▶ [Excerto do texto]

Os critérios são os mesmos se a questão for discutida nos tribunais cíveis, por "violação dos direitos de personalidade". "Não se vai discutir se cometeu ou se não cometeu o crime. Vai-se discutir se houve uma lesão daquele bem pessoal e é fixada uma indemnização civil", acrescenta o procurador, salientando que, neste caso, além do agressor, também a "hierarquia", um "seminário" ou a própria "instituição" podem ser considerados responsáveis pelas ofensas.
Certo é que, mesmo com o prazo alargado de 20 anos face à jurisprudência penal, há potencialmente milhares de vítimas sem possibilidade de reparação nos tribunais. A estimativa da Comissão, feita com base nos testemunhos que recebeu e que reputou como credíveis, é a de que 4815 crianças tenham sido abusadas, no seio da Igreja Católica portuguesa, nos últimos 72 anos (a maioria dos casos apontados é anterior ao ano 2000).
Igreja Alemã paga milhões
No relatório apresentado na última segunda-feira, os seus autores propõem que seja criada "outra comissão dentro da Igreja", constituída "maioritariamente por membros exteriores", para receber queixas e propor indemnizações.
O método seria semelhante ao adotado na Alemanha, onde uma segunda comissão com 11 membros, criada em 2021 e independente da Conferência Episcopal Alemã, tem estado a ordenar o pagamento de indemnizações.
Até este mês, a Igreja Católica alemã desembolsou já cerca de 40 milhões de euros. Cada uma das 1809 vítimas que sinalizaram a intenção de ser compensadas receberam, em média, 22 mil euros. Nalguns casos, a quantia rondou os 100 mil euros; noutros, os 15 mil.
França, Canadá, Austrália, Estados Unidos da América e, em parte, Irlanda são os outros países onde a Igreja assumiu, sobretudo fora da esfera judicial, os pagamentos.
Os valores dificilmente serão superiores em Portugal, se os casos forem resolvidos nos tribunais e não extrajudicialmente.
Casos com indemnização
Casa Pia - Mais de dois milhões de euros para 44 vítimas
Em 2010, seis arguidos foram condenados a pena de prisão e a pagar entre 15 mil e 25 mil a vítimas de abusos sexuais a alunos da Casa Pia. O julgamento chegou ao fim oito anos após a primeira denúncia. Em 2006, o Estado já tinha sido obrigado por um tribunal arbitral a compensar em mais de dois milhões de euros um total de 44 vítimas.

▶ [Enunciado] Transcreva do excerto sobre as indemnizações a vítimas de abusos o trecho que abre com as palavras que contêm "O método seria" e fecha com "noutros, os 15 mil.".

▶ [Material fornecido]
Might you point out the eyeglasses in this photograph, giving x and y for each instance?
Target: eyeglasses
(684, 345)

▶ [Resolução]
O método seria semelhante ao adotado na Alemanha, onde uma segunda comissão com 11 membros, criada em 2021 e independente da Conferência Episcopal Alemã, tem estado a ordenar o pagamento de indemnizações.
Até este mês, a Igreja Católica alemã desembolsou já cerca de 40 milhões de euros. Cada uma das 1809 vítimas que sinalizaram a intenção de ser compensadas receberam, em média, 22 mil euros. Nalguns casos, a quantia rondou os 100 mil euros; noutros, os 15 mil.